P-I Pride

The No. 2 daily's journalists have succeeded in spite of corporate parent Hearst.

It seemed that the Seattle Post-Intelligencer was just getting into a rhythm when The Seattle Times last week tripped the trapdoor in their joint operating agreement. Cartoonist Dave Horsey had just won his second Pulitzer Prize in three years. The P-I last year made a dramatic showing in the leading Northwest journalism competition, scoring 32 awards for excellence, compared to the Times‘ 19. It was the first time in decades the P-I had bested the Times in the contest sponsored by the Society of Professional Journalists.

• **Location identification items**
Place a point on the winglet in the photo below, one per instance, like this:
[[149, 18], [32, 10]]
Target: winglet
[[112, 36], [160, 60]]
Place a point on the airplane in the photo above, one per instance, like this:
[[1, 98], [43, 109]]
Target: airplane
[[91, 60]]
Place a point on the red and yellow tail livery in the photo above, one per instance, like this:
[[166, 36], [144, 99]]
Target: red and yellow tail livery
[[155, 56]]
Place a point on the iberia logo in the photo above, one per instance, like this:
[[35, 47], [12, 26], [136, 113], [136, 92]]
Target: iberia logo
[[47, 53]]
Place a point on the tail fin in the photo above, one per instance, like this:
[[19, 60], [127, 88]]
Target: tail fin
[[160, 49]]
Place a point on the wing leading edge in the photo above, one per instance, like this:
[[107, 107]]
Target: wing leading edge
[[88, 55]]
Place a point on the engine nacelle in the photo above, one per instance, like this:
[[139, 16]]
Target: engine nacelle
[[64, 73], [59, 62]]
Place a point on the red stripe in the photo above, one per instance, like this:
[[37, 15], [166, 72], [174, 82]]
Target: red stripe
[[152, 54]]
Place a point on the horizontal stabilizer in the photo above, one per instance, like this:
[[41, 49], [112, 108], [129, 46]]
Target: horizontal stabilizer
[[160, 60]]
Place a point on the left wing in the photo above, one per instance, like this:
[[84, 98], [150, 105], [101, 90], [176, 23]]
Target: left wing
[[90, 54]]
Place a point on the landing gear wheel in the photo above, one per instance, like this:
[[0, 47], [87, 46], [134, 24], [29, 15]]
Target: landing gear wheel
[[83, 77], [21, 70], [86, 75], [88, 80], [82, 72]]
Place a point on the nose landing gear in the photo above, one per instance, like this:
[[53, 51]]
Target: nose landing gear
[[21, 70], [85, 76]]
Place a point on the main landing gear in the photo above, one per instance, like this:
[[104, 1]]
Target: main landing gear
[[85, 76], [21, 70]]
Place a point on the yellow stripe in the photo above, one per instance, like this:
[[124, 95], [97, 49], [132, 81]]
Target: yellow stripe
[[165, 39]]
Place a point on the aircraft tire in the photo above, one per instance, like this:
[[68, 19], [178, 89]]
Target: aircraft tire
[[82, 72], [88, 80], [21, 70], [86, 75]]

• **Requests**
1 – Answer these questions about the article headed "P-I Pride":
(a) What company is named as the P-I's corporate parent?
(b) How many awards did the P-I score in the Northwest journalism competition last year?
(c) What organization sponsors that contest?
2 – Carry on the article about the Seattle Post-Intelligencer from the point where it stops.

• **Exercise responses**
1 –
(a) Hearst
(b) 32
(c) The Society of Professional Journalists

2 –
By most accounts, it was the arrival of new publisher Roger Oglesby and managing editor David McCumber in 2000 that began to turn things around for the P-I, after years of distant but tight fiscal control by the Hearst Corp. Oglesby, who came from the Los Angeles Times, apparently brought with him corporate guarantees of material support for improving the P-I‘s content, staffing, and, perhaps most important, morale. During the Newspaper Guild strike later that year, Oglesby endeared himself to P-I staffers by settling with them before the Times reached agreement with its union workers, and then he hosted a gala welcome-back celebration. Times publisher Frank Blethen, on the other hand, seemed to take the strike personally and lashed out at staff members he felt had betrayed the Times “family.” For once, it felt really good to be working for Hearst.

All that goodwill and recent success under the P-I globe might be irrelevant now that the Times, which owns the printing presses, has given notice that it wants to negotiate closure of the P-I. By its own admission in a lawsuit last week, Hearst has taken substantial profit out of the P-I over the years under the JOA. How much better the P-I might have been if it had plowed more of that profit back into staffing and creative developmentwho knows? Hearst’s newspaper history is one of complacency. It does what little needs doing to keep the doors open and bleed the competition into either folding or selling, which is what Blethen fears would be the result of continuing the Seattle JOA.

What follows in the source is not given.